#### Stored entries:
Content starts
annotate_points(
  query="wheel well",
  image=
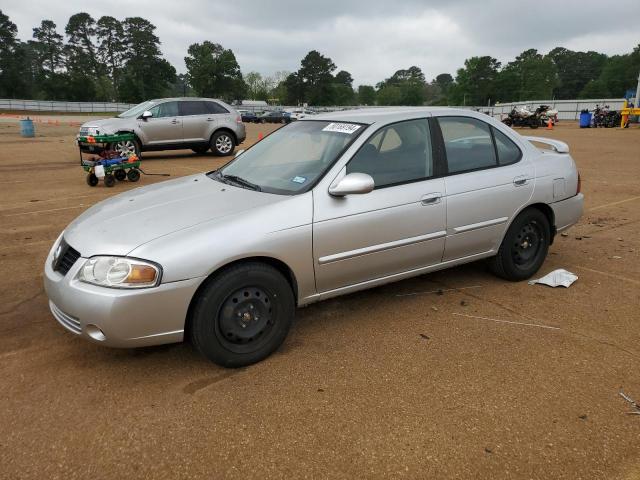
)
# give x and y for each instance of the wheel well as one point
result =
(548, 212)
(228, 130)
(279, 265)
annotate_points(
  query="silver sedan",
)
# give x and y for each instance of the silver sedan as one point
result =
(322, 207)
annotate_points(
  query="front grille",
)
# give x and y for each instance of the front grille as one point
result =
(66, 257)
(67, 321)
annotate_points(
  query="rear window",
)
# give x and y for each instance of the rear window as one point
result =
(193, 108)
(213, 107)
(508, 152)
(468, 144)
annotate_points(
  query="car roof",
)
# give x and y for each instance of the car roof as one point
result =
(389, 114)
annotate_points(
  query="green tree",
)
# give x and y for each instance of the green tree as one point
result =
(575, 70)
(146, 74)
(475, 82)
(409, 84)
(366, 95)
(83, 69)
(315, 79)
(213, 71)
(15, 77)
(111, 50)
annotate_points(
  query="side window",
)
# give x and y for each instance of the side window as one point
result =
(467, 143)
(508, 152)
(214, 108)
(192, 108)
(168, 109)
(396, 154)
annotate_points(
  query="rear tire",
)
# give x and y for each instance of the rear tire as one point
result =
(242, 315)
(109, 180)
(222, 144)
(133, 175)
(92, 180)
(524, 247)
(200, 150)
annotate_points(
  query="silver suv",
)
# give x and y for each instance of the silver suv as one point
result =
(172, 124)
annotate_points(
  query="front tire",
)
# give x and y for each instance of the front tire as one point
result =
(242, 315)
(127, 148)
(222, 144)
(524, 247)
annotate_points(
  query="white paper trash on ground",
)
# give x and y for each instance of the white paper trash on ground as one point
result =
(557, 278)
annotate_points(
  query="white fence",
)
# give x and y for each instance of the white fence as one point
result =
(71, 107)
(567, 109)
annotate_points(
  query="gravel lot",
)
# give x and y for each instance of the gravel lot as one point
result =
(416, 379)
Content ends
Content starts
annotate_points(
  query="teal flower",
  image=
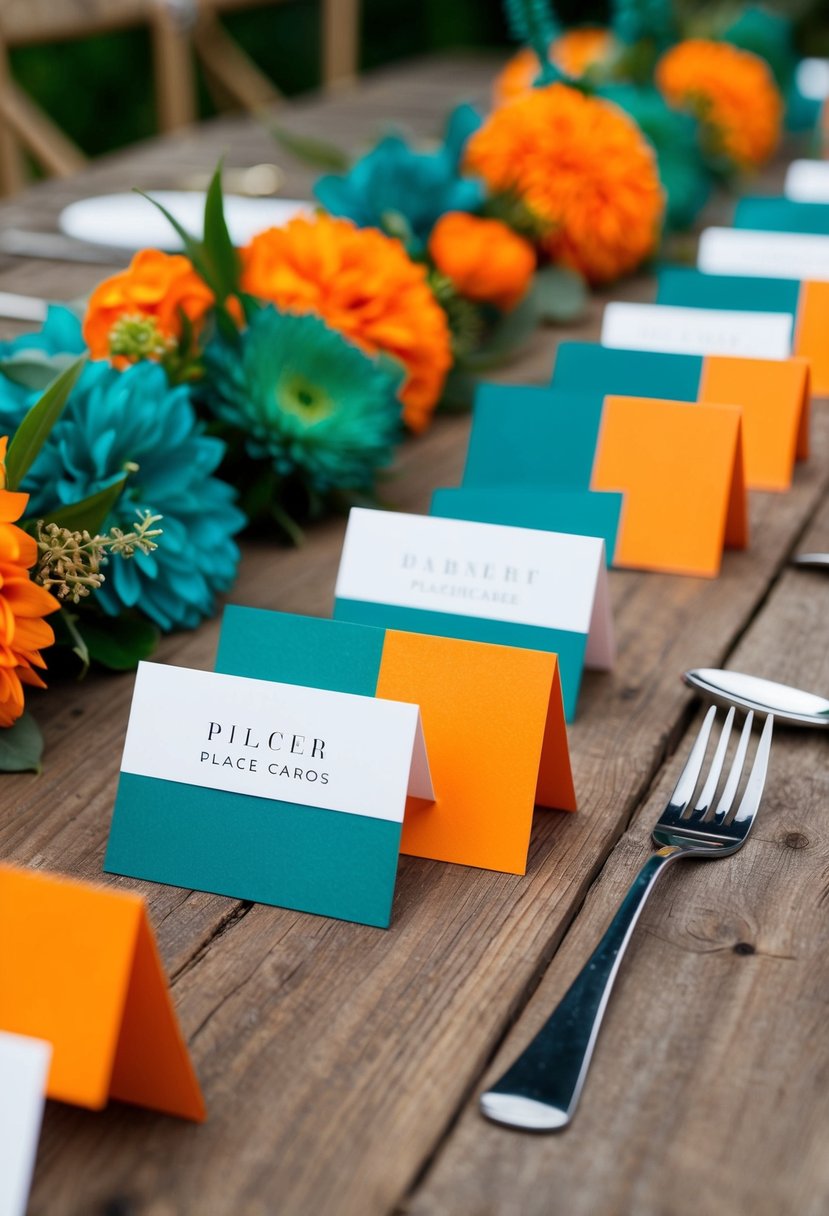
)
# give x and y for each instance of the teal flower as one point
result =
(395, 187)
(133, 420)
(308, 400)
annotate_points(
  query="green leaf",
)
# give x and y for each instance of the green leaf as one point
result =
Content ends
Content starts
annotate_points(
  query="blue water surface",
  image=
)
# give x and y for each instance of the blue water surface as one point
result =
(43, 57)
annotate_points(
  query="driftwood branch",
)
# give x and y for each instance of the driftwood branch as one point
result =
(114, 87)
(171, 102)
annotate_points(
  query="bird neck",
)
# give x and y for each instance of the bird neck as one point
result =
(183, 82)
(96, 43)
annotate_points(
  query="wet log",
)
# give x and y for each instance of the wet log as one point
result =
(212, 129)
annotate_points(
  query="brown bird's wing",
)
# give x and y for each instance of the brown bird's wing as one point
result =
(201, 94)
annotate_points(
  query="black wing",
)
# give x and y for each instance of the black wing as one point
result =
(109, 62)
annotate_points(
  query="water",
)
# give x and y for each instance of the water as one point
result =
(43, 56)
Content ends
#### HOW TO COMPLETE THIS TASK:
How many lines in the data above contain the string "flower"? Reply with only the number.

#### WORKED SOLUTION:
2